──────── Selected text ────────

But what was truly amazing to me was that
the best Benedict I’ve ever seen was also the Edmund from Long Day’s Journey,
Danforth Comins.. Two roles that are extremely difficult and requiring vastly
different ranges – both excellent. Beatrice was also amazing, Christiana Clark.
(photos below).
Near the end of the play, perhaps 15
minutes or so before the end, the house lights flickered and came on, the stage
went to some sort of general rehearsal lighting. Apparently the air
conditioner, over taxed (it was exactly eleventy-hundred degrees Farenheit –my
converter doesn’t cover this in centigrade –outside), blew the circuits and we
were on some sort of auxiliary power.
Benedict (Comins) effortlessly (sprezzatura comes to mind) worked the
fact of the broken air conditioner into his next speech and the play went on
without a single hitch. Oh, but there were no lights, no music and the play was
to end in a dance – so it did. Again, Comins invited the audience to clap, and
the dance went on as planned to clapping instead of music. I’m not even sure
much of the audience realized that it was all improvised on the fly. (They had
to cancel the performance for last night in that theater; I’m hoping it is
fixed in the next few hours because I’m scheduled there this afternoon). (Later
note: it was!)

────────

Exercise tasks
a - In the theater review, who played Beatrice?
b - Pick up the theater review after its final sentence and keep it going.

──────── Record list ────────

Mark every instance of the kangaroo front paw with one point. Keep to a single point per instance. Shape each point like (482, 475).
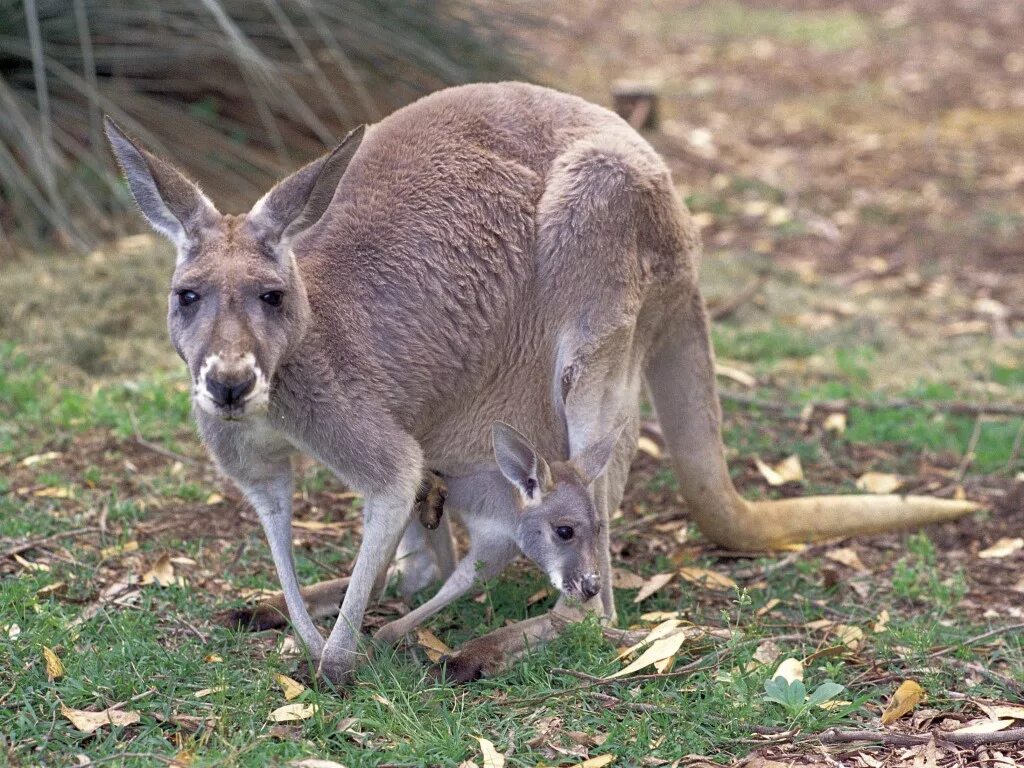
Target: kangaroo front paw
(415, 571)
(390, 634)
(253, 617)
(471, 664)
(336, 672)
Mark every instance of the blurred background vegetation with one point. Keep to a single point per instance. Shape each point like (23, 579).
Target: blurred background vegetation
(237, 91)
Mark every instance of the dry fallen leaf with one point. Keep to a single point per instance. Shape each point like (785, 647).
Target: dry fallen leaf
(434, 647)
(647, 445)
(998, 712)
(625, 580)
(737, 375)
(846, 556)
(30, 565)
(767, 652)
(787, 470)
(666, 628)
(292, 712)
(907, 695)
(162, 572)
(492, 758)
(768, 606)
(291, 688)
(317, 525)
(31, 461)
(708, 579)
(791, 669)
(62, 492)
(50, 589)
(119, 549)
(207, 691)
(538, 596)
(879, 482)
(54, 667)
(1003, 548)
(835, 423)
(87, 722)
(851, 637)
(985, 726)
(652, 585)
(657, 651)
(882, 622)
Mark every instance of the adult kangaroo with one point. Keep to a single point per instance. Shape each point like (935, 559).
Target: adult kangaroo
(498, 252)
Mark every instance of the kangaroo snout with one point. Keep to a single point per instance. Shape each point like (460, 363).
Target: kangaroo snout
(229, 392)
(590, 586)
(229, 387)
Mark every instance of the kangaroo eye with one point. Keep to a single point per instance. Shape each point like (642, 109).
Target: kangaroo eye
(273, 298)
(187, 297)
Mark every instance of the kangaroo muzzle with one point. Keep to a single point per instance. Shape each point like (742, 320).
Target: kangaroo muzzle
(230, 387)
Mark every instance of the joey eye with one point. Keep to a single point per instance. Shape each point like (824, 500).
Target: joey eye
(273, 298)
(187, 297)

────────

Results
a - Christiana Clark.

b -
Guys
and Dolls is a popular musical, and here it was
done very well: good acting, good staging and all the rest. But two years ago,
this festival set the bar high by reinventing My Fair Lady entirely, and this
production of Guys and Dolls could have been done by any regional theater in
the nation. Good, fun and entertaining, and certainly a fun way to spend an
afternoon. But it is hard to get too enthused by something we’ve seen before.
The highlight of my afternoon was a chatty lady (before, during the interval,
and after – not during) who graduated from Stanford in 1958 and was there with
a dozen of her classmates, something they do every single year. Great fun, full
of life. She mentioned that they’d lost two of their group this year, “Two
moved on this year.” And that was that.